TASK REQUIREMENTS -
Render into Spanish the following sentence from the Camino walking account: "I trudge up the wrong hill at one point, only to come up against three houses clustered together, four dogs chained outside, and no way through."

SELECTED EXCERPT -
It takes more than an hour just to get out of town, but then the path meanders up and through the suburbs, through very nice middle-class neighborhoods with tile roofs and lovely landscaping, one after another. Once I’m back in the countryside, the “meandering” takes on a sharper meaning, though the elevation drawings in my book don’t seem as hard as the rise actually is. Still, I walk and the 25 km day is sunny, which means hotter than the temperature would suggest. I trudge up the wrong hill at one point, only to come up against three houses clustered together, four dogs chained outside, and no way through. Down the hill again, and up the one ten feet away. I saw the arrow, but it was between the two roads, and I . . . well, I guess I had taken the one “less traveled by.” (And I’m telling this with a sigh.) I would love to have some fresh water so I can soak the “magic cloth” I bought at Target before I left. “Ask and ye shall receive.” I turn a corner and see:
Just as I’m beginning to get tired, I see a long caterpillar or centipede, about the length of my middle finger, on his own Camino. I can just hear him . . . “Geez, can this get ANY harder? And now someone has put a boulder in my path! How does anyone expect me to get around that?”

DATASET EXCERPT -

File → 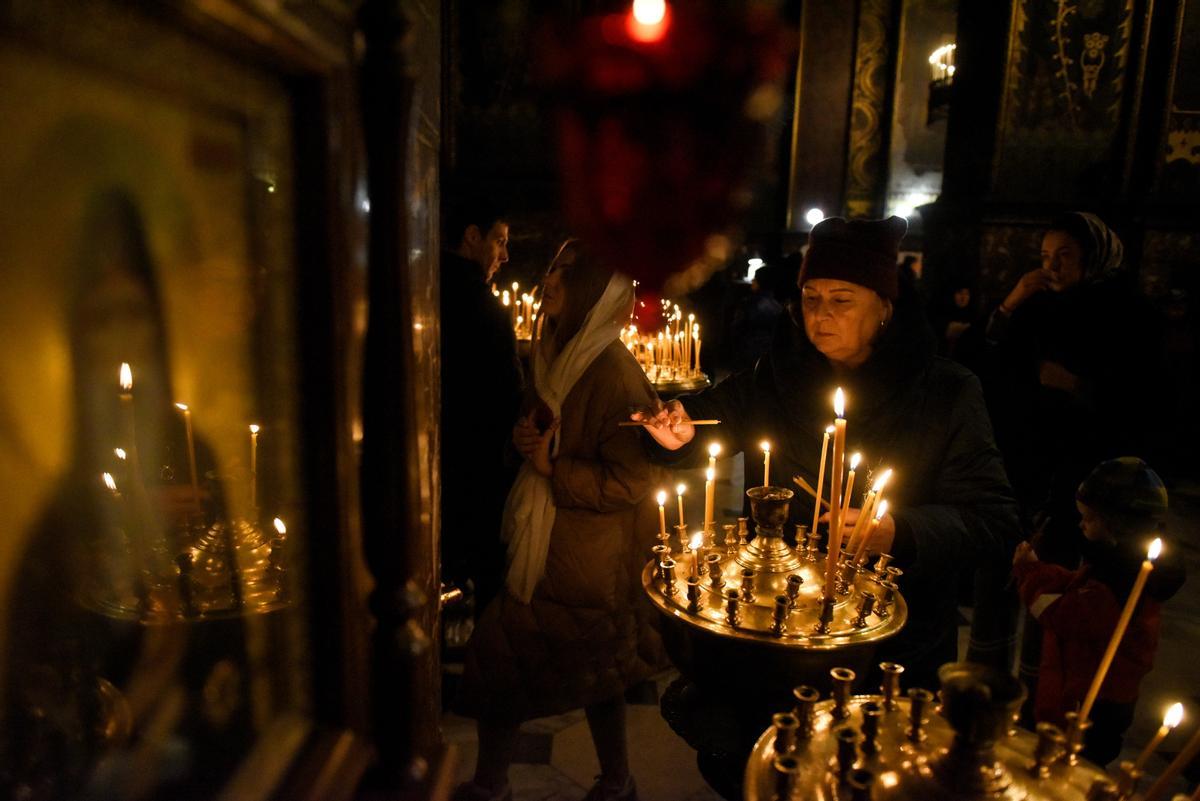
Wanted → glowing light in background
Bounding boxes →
[625,0,671,44]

OUTPUT OF THE EXERCISE -
En un momento dado, subo penosamente la colina equivocada, solo para toparme con tres casas agrupadas, cuatro perros encadenados afuera y ningún camino para pasar.